▶ To be done:
Give back exactly the lines from the "Exercise. Identify every instance of the faded" line to the final line of the records, and only those, minus any pictures.

▶ Listing:
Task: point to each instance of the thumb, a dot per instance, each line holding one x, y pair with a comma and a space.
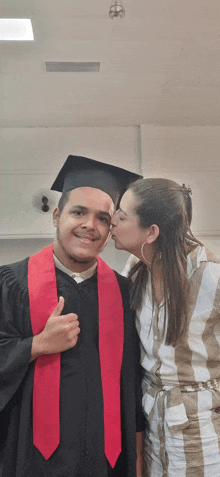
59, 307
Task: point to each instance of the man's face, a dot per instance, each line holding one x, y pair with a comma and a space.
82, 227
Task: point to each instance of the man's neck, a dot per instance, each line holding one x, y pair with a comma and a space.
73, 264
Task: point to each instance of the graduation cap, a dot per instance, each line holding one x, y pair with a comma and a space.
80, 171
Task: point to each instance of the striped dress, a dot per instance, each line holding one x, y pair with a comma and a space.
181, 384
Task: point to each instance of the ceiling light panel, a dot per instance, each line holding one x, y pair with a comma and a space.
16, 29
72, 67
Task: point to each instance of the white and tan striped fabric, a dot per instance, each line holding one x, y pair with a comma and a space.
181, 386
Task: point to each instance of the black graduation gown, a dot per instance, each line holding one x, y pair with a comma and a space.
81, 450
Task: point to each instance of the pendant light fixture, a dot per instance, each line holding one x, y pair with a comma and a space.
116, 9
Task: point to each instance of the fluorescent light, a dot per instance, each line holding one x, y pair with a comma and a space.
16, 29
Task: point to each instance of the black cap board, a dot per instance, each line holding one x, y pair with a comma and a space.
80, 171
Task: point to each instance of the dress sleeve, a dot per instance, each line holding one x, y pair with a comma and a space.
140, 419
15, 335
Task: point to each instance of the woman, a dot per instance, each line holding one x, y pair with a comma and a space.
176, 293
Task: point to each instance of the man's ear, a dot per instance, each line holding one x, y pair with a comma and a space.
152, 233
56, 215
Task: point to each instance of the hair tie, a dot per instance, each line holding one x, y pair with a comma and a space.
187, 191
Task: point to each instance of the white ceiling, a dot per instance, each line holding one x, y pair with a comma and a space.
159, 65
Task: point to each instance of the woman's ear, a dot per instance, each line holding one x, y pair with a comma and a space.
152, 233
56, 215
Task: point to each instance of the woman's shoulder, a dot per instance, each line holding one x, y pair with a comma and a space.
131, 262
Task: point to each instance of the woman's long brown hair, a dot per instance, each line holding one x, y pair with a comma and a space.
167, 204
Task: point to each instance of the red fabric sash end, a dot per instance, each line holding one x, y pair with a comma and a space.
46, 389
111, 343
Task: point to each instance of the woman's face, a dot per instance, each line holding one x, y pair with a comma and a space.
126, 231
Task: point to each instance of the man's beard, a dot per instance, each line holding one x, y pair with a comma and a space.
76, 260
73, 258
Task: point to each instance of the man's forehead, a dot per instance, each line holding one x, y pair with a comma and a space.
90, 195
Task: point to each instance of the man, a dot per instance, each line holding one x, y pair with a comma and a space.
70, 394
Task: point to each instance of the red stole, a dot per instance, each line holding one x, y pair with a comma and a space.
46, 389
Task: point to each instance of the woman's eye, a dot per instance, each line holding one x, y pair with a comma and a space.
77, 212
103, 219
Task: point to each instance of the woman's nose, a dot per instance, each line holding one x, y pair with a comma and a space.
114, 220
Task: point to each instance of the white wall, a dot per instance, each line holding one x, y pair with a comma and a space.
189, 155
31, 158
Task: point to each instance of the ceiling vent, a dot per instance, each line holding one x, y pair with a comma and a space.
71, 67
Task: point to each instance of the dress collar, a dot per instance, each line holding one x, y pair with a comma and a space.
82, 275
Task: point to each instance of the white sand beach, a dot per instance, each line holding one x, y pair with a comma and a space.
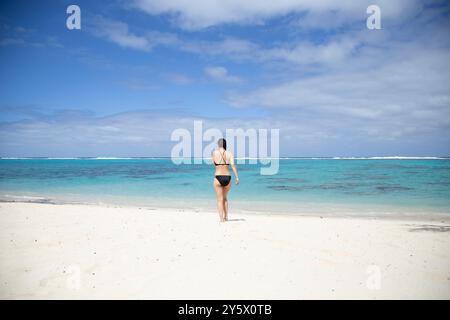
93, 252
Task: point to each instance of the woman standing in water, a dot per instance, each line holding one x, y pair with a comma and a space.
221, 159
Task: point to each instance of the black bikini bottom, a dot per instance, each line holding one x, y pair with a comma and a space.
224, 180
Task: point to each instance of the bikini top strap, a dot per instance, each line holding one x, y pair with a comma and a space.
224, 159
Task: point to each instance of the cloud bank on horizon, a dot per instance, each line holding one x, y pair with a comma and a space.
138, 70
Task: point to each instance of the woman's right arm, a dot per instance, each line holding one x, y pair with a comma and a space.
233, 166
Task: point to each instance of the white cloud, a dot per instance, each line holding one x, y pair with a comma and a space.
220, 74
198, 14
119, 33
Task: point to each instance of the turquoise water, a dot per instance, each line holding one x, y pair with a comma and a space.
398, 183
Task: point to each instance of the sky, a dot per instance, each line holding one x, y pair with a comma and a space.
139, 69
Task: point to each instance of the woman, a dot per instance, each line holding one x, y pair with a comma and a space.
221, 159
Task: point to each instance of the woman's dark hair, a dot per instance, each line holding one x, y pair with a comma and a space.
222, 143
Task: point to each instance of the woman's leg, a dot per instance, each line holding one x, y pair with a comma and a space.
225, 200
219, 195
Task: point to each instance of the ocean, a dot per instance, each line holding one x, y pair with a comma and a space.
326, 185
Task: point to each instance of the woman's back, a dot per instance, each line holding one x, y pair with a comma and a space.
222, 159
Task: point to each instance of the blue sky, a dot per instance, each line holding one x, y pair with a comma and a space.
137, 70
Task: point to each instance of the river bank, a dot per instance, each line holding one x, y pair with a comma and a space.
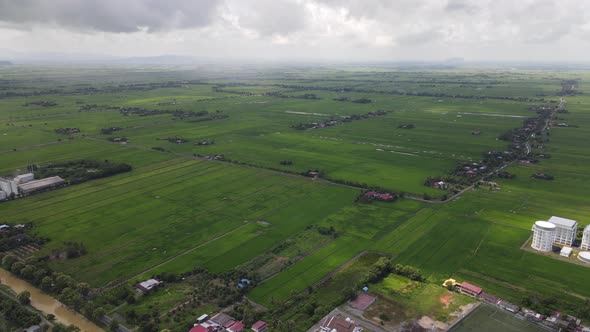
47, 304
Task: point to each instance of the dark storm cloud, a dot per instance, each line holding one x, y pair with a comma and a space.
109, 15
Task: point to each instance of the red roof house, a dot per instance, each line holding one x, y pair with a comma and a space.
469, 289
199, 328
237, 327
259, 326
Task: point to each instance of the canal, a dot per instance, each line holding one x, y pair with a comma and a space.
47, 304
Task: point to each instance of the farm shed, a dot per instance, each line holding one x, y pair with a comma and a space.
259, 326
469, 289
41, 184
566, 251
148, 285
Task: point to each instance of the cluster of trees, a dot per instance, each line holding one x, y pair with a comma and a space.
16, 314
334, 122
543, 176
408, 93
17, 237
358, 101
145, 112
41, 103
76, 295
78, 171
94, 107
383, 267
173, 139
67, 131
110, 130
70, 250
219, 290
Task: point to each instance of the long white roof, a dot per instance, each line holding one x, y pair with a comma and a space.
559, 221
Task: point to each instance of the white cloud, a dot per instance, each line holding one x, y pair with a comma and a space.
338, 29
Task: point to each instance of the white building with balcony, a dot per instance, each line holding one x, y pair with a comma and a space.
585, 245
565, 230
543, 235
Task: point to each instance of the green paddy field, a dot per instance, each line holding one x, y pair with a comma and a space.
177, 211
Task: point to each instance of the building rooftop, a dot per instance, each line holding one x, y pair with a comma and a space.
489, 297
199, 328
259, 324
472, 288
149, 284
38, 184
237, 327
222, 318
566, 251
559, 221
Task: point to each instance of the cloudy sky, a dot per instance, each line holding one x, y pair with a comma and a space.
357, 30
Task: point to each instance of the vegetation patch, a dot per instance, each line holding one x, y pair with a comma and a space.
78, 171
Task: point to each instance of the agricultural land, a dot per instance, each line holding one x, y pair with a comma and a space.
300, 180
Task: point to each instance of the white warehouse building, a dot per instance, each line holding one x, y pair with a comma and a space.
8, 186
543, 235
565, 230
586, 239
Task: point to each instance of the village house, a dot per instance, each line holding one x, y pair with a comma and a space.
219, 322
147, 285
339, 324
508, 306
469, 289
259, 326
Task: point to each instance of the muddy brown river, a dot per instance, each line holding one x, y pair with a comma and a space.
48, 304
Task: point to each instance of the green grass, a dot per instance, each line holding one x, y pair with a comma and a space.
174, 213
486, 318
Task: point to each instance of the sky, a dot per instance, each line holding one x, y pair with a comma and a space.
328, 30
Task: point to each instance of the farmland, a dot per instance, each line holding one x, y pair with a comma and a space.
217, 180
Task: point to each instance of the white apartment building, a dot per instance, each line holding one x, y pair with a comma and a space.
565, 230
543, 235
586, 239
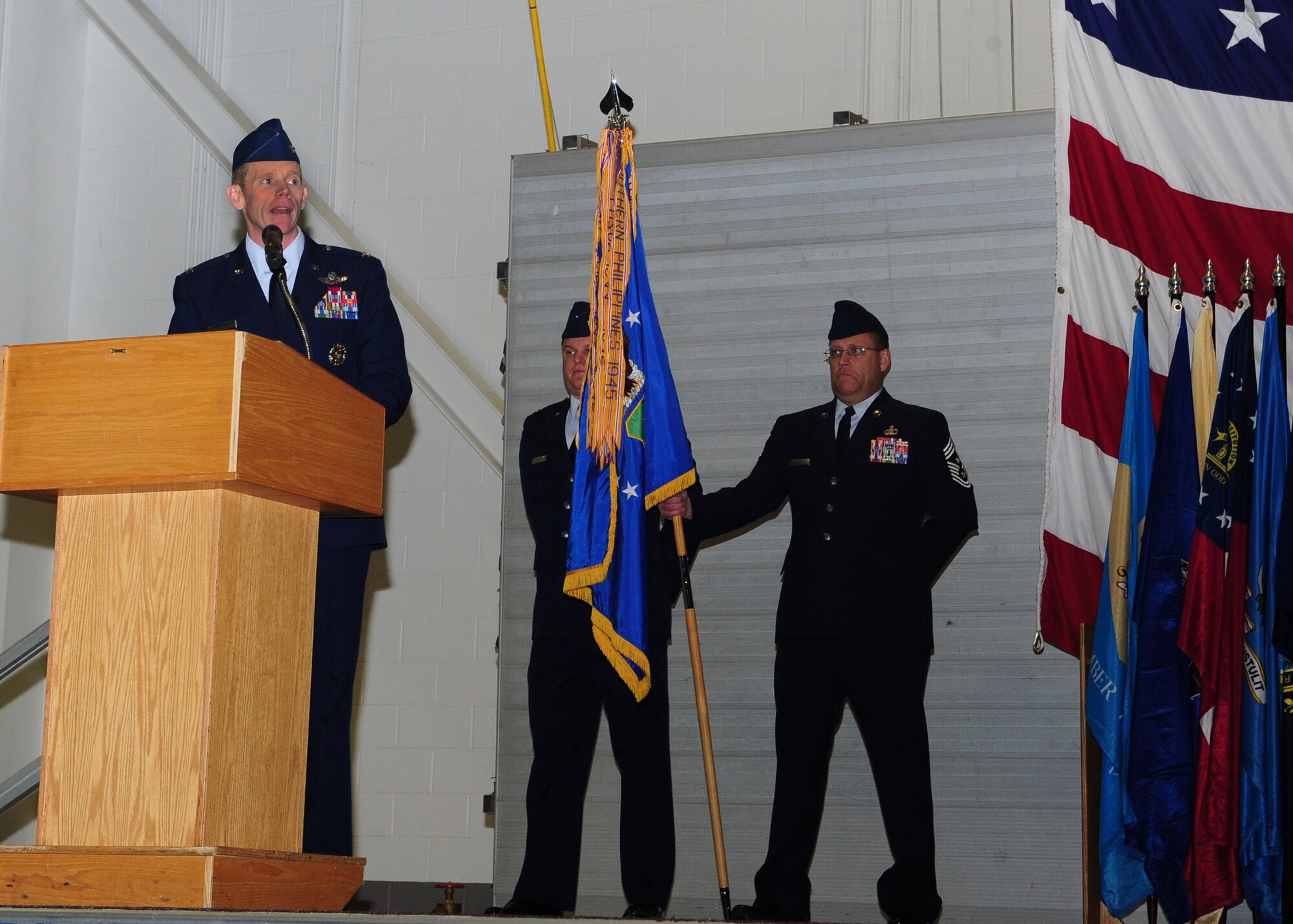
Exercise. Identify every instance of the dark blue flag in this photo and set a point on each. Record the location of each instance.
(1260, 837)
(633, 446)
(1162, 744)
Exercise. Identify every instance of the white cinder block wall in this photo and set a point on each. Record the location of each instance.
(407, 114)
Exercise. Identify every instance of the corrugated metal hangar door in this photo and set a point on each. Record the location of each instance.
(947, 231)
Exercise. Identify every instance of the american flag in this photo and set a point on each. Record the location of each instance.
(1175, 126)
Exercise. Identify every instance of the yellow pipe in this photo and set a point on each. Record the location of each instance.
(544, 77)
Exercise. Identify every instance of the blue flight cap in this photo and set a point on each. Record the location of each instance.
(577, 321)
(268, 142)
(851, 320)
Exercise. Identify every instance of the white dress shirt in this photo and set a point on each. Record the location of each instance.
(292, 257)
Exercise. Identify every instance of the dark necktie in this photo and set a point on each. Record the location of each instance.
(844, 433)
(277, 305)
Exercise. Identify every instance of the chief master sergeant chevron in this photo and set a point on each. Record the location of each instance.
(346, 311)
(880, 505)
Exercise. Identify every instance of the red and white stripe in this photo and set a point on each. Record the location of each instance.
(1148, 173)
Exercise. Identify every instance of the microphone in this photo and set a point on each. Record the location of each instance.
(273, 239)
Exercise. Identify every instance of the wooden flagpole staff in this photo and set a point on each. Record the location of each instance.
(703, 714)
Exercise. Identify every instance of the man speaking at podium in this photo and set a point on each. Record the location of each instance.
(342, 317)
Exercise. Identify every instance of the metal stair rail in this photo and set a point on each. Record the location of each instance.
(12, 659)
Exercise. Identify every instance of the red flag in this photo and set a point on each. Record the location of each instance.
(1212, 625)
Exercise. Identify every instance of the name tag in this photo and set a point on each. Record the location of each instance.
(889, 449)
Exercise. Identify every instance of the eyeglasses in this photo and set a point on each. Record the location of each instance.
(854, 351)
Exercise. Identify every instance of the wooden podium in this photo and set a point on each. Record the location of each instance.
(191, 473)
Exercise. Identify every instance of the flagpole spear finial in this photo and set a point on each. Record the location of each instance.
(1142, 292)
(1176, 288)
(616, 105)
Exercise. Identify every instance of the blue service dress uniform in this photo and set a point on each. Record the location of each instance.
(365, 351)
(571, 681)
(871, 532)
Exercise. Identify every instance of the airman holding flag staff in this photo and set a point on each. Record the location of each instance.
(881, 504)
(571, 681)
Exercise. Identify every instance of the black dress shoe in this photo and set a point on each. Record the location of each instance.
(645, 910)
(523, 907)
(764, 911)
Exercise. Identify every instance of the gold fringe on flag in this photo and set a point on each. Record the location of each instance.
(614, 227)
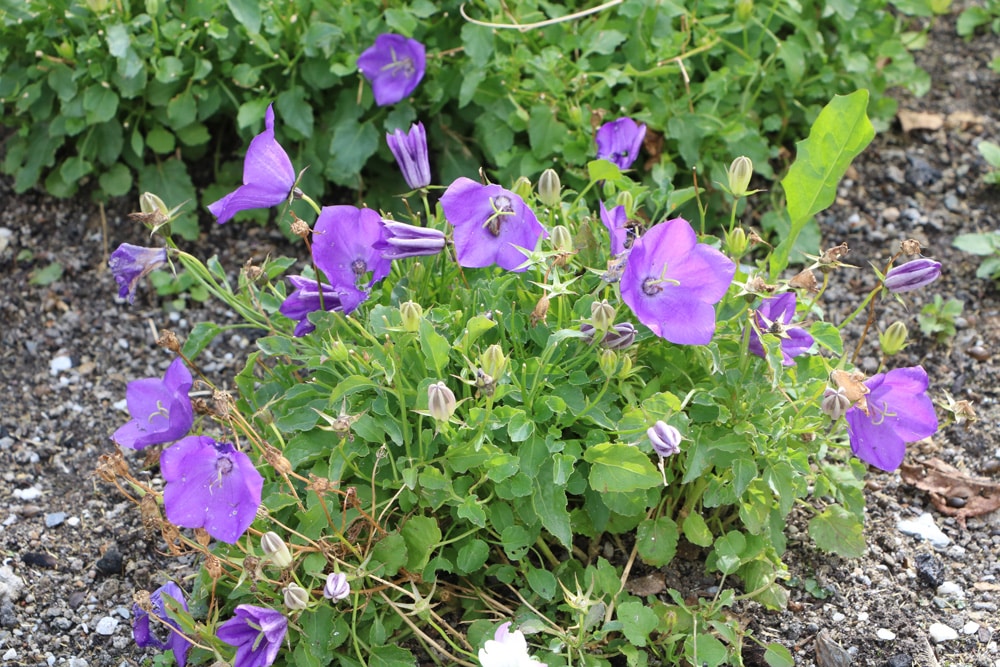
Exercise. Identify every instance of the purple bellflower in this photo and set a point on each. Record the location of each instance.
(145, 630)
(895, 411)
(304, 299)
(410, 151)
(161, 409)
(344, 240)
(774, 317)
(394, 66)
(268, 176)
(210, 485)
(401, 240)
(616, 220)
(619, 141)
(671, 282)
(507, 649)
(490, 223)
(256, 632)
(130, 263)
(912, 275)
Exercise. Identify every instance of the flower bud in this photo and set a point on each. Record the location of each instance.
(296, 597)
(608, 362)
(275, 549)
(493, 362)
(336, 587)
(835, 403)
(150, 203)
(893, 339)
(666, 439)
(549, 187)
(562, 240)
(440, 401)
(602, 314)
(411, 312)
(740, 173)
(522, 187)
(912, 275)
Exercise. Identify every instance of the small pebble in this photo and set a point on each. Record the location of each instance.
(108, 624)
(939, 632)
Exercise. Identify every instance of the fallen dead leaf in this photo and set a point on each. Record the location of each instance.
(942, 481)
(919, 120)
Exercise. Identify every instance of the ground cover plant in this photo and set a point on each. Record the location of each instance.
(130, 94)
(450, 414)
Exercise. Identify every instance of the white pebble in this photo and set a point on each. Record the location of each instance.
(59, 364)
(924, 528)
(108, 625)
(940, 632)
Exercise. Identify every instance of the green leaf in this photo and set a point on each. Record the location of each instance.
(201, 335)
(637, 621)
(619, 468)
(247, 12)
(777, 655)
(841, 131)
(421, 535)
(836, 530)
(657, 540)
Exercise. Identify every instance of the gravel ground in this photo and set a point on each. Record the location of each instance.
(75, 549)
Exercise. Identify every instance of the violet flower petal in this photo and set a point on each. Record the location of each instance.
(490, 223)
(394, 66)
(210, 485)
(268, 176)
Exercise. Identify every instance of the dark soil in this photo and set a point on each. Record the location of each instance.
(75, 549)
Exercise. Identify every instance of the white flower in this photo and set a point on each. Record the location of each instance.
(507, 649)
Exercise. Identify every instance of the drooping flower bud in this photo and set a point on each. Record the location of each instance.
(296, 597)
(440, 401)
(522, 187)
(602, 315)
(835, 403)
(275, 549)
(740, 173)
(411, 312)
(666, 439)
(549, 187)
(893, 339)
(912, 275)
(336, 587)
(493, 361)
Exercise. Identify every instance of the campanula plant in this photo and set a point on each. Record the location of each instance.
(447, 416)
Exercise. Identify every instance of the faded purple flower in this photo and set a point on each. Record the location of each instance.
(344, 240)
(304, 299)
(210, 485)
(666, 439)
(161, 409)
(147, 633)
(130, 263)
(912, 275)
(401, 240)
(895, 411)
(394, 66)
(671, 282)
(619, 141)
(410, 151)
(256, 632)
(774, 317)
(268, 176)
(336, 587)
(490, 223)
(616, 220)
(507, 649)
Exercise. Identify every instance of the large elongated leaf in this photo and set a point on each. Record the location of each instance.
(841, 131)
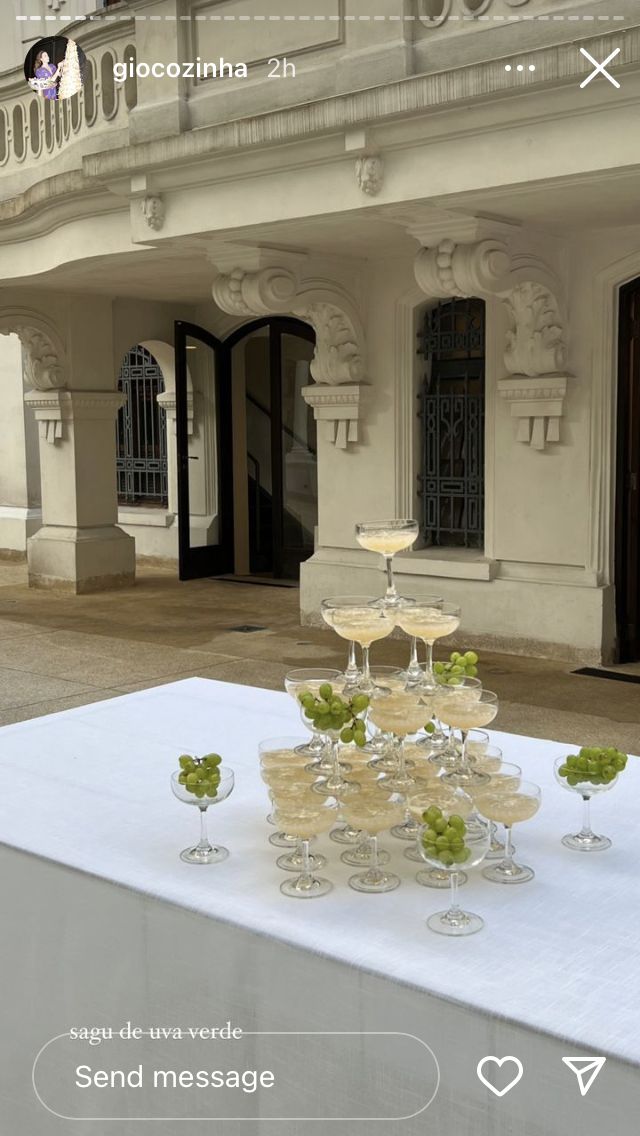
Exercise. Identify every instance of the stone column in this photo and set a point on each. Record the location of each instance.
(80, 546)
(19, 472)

▶ Exercise output:
Exercise. Identify every instance of the faded purple flower in this photo and set a point on each. Record the location of each instance.
(344, 240)
(304, 299)
(210, 485)
(666, 439)
(161, 409)
(147, 633)
(130, 263)
(912, 275)
(401, 240)
(895, 411)
(394, 66)
(671, 282)
(619, 141)
(410, 151)
(256, 632)
(774, 317)
(268, 176)
(336, 587)
(490, 223)
(616, 220)
(507, 649)
Exercise. Identify every instance of the large elongated leaf in this photo and set a point on each. Record the location of each instance.
(841, 131)
Exercise. Identify every instance of the stone column in this photo and set a point on each. Record the location of each instance.
(80, 546)
(19, 472)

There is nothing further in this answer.